* **Text section**
+ + +
01: The summer issue of the evangelical-based journal Faith & International Affairs is devoted to “religion and torture in an age of terrorism”–an issue just moving on to the evangelical agenda. The centerpiece of the issue is the Evangelical Declaration Against Torture issued by a new group called Evangelicals for Human Rights. Because torture is a new issue being addressed in the evangelical community, there is far from a consensus on the definitions and justifications for the practice as it relates to battling terrorism.
This is borne out in a survey presented by John Green, who finds evangelicals more likely to support torture than other religious groups. But politics (the fact that more evangelicals are Republicans) more than religion explains this difference. In fact, when examining only weekly evangelical church attenders, they had more restrictive views on torture than the evangelical population as a whole. . Other articles look at the relation of torture and the just war doctrine, and a history and literature review on religion and torture. For more on this issue, write: Faith & International Affairs, P.O. Box 14477, Washington, DC 20044
02: Stephen Ellingson’s new book The Megachurch and the Mainline(University of Chicago Press, $19) is a provocative study of the interaction and clashes between religious “tradition” and the innovations embodied in the megachurches and different kinds of spirituality. The book is based upon case studies of several Lutheran churches in the San Francisco Bay Area as they face challenges to their traditional practices and beliefs in the forms of a megachurch style of worship and progressive kinds of spirituality at odds with the Lutheran tradition.
+ + +
* **Extracted material**
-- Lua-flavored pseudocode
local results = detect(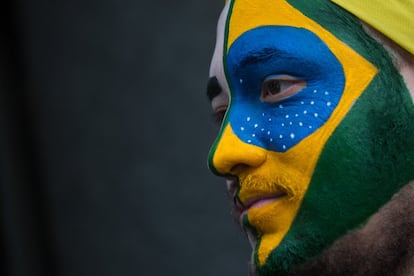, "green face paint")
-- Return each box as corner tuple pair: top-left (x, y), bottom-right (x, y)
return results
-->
(210, 0), (414, 275)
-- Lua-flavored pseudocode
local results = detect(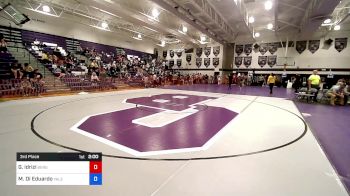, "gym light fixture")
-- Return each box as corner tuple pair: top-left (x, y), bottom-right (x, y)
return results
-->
(323, 18), (332, 24)
(267, 23), (273, 30)
(334, 25), (340, 31)
(265, 1), (272, 10)
(42, 5), (51, 13)
(152, 8), (160, 18)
+ + +
* **What is asked**
Continue the roundup of religion publications from the point where it stops, right after the sentence ending "at odds with the Lutheran tradition".

* **Output of the exercise**
Elliingson finds that even in congregations claiming a Lutheran identity, traditional theology, liturgy and practice are discarded or reworked to make way for innovations deemed more relevant to a largely unchurched and post-denominational population, although not without considerable resistance from congregations. Most interestingly, Ellingson finds that these challenges to tradition are due less to external factors, such as religious competition and wider religious and demographic forces, than to internal dynamics. These congregations, including those not even showing signs of decline, tended to take the ideas, narratives and solutions of church growth experts and then construct “crises of membership and meaning that served as the catalyst for change.”
Because American Lutherans have always been at loggerheads about what is authentic Lutheranism, resistance to these innovations is difficult. In conclusion, Ellingson sees a “colonization” of evangelical ideas and practices within mainline Protestantism and American Lutheranism in particular. This is not likely to lead to an evangelical takeover, but rather to increase “mutliple versions of the tradition [that] have limited and localized authority.”
03: While much has been written on gnosticism, especially in the wake of the Da Vinci Code phenomenon, most of it has been either based on the ancient origins of the movement or has followed the conspiratorial tones of Dan Brown’s bestseller. Richard Smoley’s new book Forbidden Faith(Harper SanFrancisco, $15.95) is recommended to readers more for its wide-ranging discussion of current day manifestations of the religious philosophy than for its historical scholarship. Smoley is clearly sympathetic to the idea that the secret or esoteric dimensions of spirituality loosely known as gnosticism were lost or even suppressed in early Christianity, creating a religion lacking in spiritual depth.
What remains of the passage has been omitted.